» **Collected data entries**
^^^^^^^^

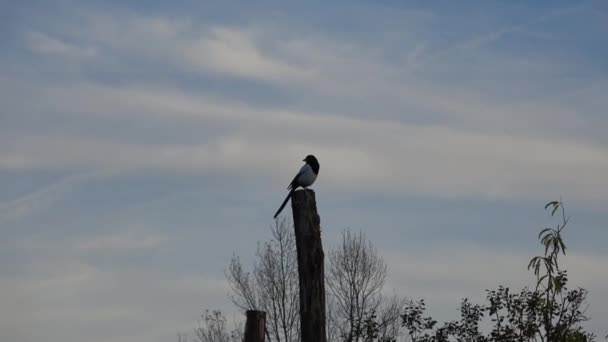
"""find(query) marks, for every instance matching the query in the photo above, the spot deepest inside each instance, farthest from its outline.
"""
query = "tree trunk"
(310, 266)
(255, 326)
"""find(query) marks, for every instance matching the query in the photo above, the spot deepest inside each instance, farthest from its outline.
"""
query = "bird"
(304, 178)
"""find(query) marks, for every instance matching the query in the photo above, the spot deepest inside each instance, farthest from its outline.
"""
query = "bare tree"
(214, 328)
(355, 278)
(273, 284)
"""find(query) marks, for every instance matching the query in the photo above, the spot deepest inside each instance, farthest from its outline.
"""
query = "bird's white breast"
(306, 176)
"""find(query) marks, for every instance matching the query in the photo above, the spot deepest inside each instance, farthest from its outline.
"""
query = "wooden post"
(310, 266)
(255, 326)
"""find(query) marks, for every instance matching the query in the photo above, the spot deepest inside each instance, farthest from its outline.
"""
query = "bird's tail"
(284, 203)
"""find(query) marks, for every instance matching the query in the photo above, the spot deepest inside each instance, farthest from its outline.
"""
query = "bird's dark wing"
(284, 202)
(294, 183)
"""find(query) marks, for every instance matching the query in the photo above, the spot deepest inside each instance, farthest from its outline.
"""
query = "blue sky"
(142, 145)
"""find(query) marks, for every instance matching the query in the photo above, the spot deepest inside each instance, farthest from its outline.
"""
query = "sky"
(142, 145)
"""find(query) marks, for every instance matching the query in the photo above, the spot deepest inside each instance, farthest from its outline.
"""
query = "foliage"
(213, 327)
(548, 313)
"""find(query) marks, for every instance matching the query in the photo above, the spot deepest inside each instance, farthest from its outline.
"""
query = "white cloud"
(433, 160)
(43, 43)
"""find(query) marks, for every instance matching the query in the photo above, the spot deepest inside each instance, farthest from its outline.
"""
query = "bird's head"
(310, 159)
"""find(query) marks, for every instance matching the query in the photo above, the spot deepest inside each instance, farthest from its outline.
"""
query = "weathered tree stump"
(310, 266)
(255, 326)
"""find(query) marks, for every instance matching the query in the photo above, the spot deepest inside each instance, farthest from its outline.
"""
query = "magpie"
(305, 177)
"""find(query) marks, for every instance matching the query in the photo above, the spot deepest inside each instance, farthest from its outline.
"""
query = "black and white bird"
(306, 176)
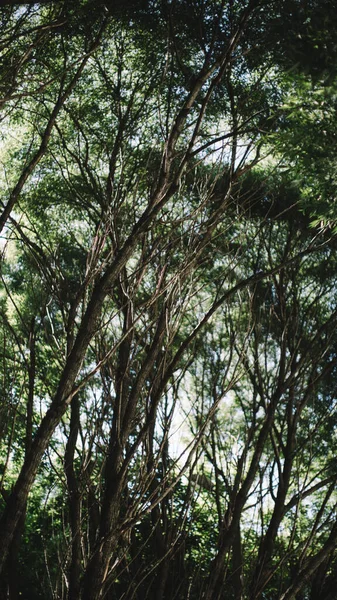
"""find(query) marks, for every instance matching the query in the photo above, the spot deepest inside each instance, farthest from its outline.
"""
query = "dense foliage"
(168, 342)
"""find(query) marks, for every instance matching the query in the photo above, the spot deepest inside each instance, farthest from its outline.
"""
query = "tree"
(154, 264)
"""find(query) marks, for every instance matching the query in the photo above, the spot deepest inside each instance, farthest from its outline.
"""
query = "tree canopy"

^^^^^^^^

» **Problem**
Verbatim repetition of the entries is required, excluding any pictures.

» **Solution for this exercise**
"""find(query) marks, for every instance matching the query in the photo above, the spot deepest inside each instance, farthest from its outline.
"""
query = "tree trunk"
(310, 266)
(255, 326)
"""find(query) marks, for every instance matching the query in the photo above, the spot deepest inside each instance, farthest from its outline.
"""
query = "bird"
(304, 178)
"""find(query) marks, for every instance matching the query in the photo above, the spot deepest inside each instance, farthest from its outline.
"""
query = "bare tree"
(214, 328)
(355, 278)
(273, 284)
"""find(query) marks, for every instance matching the query in the photo above, the spot deepest inside each instance, farthest from its outline.
"""
query = "bird's white breast"
(306, 176)
"""find(query) marks, for every instance matching the query in the photo above, the spot deepest inside each instance, farthest from its outline.
"""
query = "wooden post"
(310, 266)
(255, 326)
"""find(query) marks, for every instance matching the query in the photo above, the spot deepest inside each instance, farthest from its outline.
"""
query = "bird's tail"
(284, 203)
"""find(query) marks, for every instance matching the query in the photo above, the spot deepest inside each instance, farthest from its outline.
"""
query = "bird's dark wing"
(284, 202)
(294, 183)
"""find(query) marks, for every instance matching the query in the photo above, the spot deepest inside each instance, farthest from its outline.
"""
query = "blue sky"
(142, 145)
"""find(query) marks, for every instance matching the query in the photo above, the spot deepest inside each instance, farthest from its outline.
"""
query = "sky"
(142, 145)
"""find(query) marks, for every instance matching the query in the photo above, the spot deepest inside each instance, farthest from its outline.
"""
query = "foliage"
(213, 327)
(548, 313)
"""find(query) marks, for every instance matching the query in the photo above, the spot deepest inside each instance, farthest from its outline.
"""
query = "white cloud"
(433, 160)
(43, 43)
"""find(query) marks, for every instance matching the query in the photo above, the spot deepest inside each instance, farthest from its outline.
"""
query = "bird's head"
(310, 159)
"""find(query) marks, for every instance matching the query in the photo above, the spot deepest inside each instance, farthest from its outline.
"""
query = "weathered tree stump"
(310, 266)
(255, 326)
"""find(query) marks, for every instance matching the query in the photo above, the spot deepest inside each instance, farthest from its outline.
"""
query = "magpie"
(305, 177)
"""find(query) marks, for every instance matching the query in the photo above, the spot deepest inside each instance, farthest from its outline.
"""
query = "black and white bird"
(306, 176)
"""find(query) marks, for every instance matching the query in the photo above, the spot deepest inside each instance, farthest from its outline.
"""
query = "dense foliage"
(168, 342)
"""find(query) marks, for every instance matching the query in the photo above, the spot deepest inside each instance, farthest from its outline.
"""
query = "tree"
(154, 264)
"""find(query) marks, for every instance matching the query in the photo above, the spot deepest inside each instance, farthest from its outline.
"""
query = "tree canopy"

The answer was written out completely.